* Extract

◇ ◇ ◇ ◇

Orbital ATK donates computers for jobseekers
— Countless jobseekers will have an easier path to employment after Orbital ATK and other companies donated computers to the Mary Randall Center earlier this month.
The company donated numerous desktop computers, a projector, whiteboard and computer tables for the purpose helping people search for jobs, complete housing applications and apply for benefits, said Pat Marks, executive director of the center’s parent organization, Meeting Ground. The Mary Randall Center is a daytime area for the homeless of those in danger of being homeless that provides resources such as medical services and job assistance.Three of the computers were donated by Dell, while DTI Inc., a company in Newark, Del., donated its time to help set up the conference room, which houses the projector and whiteboard, said Kurt Olsen, senior director of information systems with Orbital ATK.
Marks said Alan Sexton, business services director at Susquehanna Workforce Network, suggested that Meeting Ground reach out to the technology company for help, and offered to be a facilitator in the process.
“It warmed my heart,” Marks said about a group from the IT department who offered their time to set up the new equipment.
Even though the computers are meant primarily to help with finding jobs, users will also be allowed to use them for their social media needs. Shenise Daughtry, program director for the center, said there is no time limit for people to search and apply for jobs, benefits or housing, but officials will hold a time limit on surfing social media, such as Facebook.

◇ ◇ ◇ ◇

* Work request 1
According to the donation article, which company donated three of the computers?
* Work request 2
Transcribe the donation article word for word from "Marks said Alan" to "such as Facebook.".
* Work request 3
Go on with the donation article from the point where it stops.
The data is not needed.

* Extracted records
◇ ◇ ◇ ◇

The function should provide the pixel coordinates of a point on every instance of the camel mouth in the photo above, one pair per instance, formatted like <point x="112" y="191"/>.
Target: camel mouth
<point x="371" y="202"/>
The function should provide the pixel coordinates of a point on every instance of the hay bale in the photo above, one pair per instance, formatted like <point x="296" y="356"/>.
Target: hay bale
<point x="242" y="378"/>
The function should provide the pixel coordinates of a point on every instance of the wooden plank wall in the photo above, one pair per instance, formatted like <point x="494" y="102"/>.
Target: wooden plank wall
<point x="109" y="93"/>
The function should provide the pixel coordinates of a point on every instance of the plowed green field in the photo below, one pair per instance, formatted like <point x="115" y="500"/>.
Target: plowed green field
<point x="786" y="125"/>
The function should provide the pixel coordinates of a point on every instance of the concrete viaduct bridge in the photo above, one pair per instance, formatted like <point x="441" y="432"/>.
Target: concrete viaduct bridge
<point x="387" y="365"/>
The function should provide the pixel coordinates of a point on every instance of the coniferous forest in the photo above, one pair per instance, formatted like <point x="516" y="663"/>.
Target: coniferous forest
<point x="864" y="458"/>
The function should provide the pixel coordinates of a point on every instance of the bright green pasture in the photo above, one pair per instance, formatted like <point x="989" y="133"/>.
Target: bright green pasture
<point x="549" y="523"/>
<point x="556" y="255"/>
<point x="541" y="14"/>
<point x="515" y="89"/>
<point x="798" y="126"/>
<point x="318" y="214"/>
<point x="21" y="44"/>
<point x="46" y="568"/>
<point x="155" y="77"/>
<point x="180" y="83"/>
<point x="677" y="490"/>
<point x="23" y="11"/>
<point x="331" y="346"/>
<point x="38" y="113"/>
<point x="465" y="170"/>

◇ ◇ ◇ ◇

* Answer section 1
Dell donated three of the computers.

* Answer section 2
Marks said Alan Sexton, business services director at Susquehanna Workforce Network, suggested that Meeting Ground reach out to the technology company for help, and offered to be a facilitator in the process.
“It warmed my heart,” Marks said about a group from the IT department who offered their time to set up the new equipment.
Even though the computers are meant primarily to help with finding jobs, users will also be allowed to use them for their social media needs. Shenise Daughtry, program director for the center, said there is no time limit for people to search and apply for jobs, benefits or housing, but officials will hold a time limit on surfing social media, such as Facebook.

* Answer section 3
The computers will make it easier for jobseekers to communicate with potential employers directly and stay in touch with the hiring process, learning tips and advice along the way.
Daughtry said a group from Lazarus Rising, an organization that provides Delaware’s homeless population with job preparation skills, has already utilized the new equipment to help people create resumes and an email account. Previously, the group had been helping people with their job searches on a single laptop, but with the extra computers it allowed more one-on-one instruction, Marks said.
Cindy Blackburn was one of those benefitting from the donation, noting that she could apply to more jobs in a shorter timeframe than if she were to visit business in person. She said she has applied to about a dozen jobs so far within the past two weeks with the help of the computers.
Richard Timpone said he’s used the computers once or twice a week to check his email and apply for jobs.
“I was so happy that ATK donated these computers,” he said.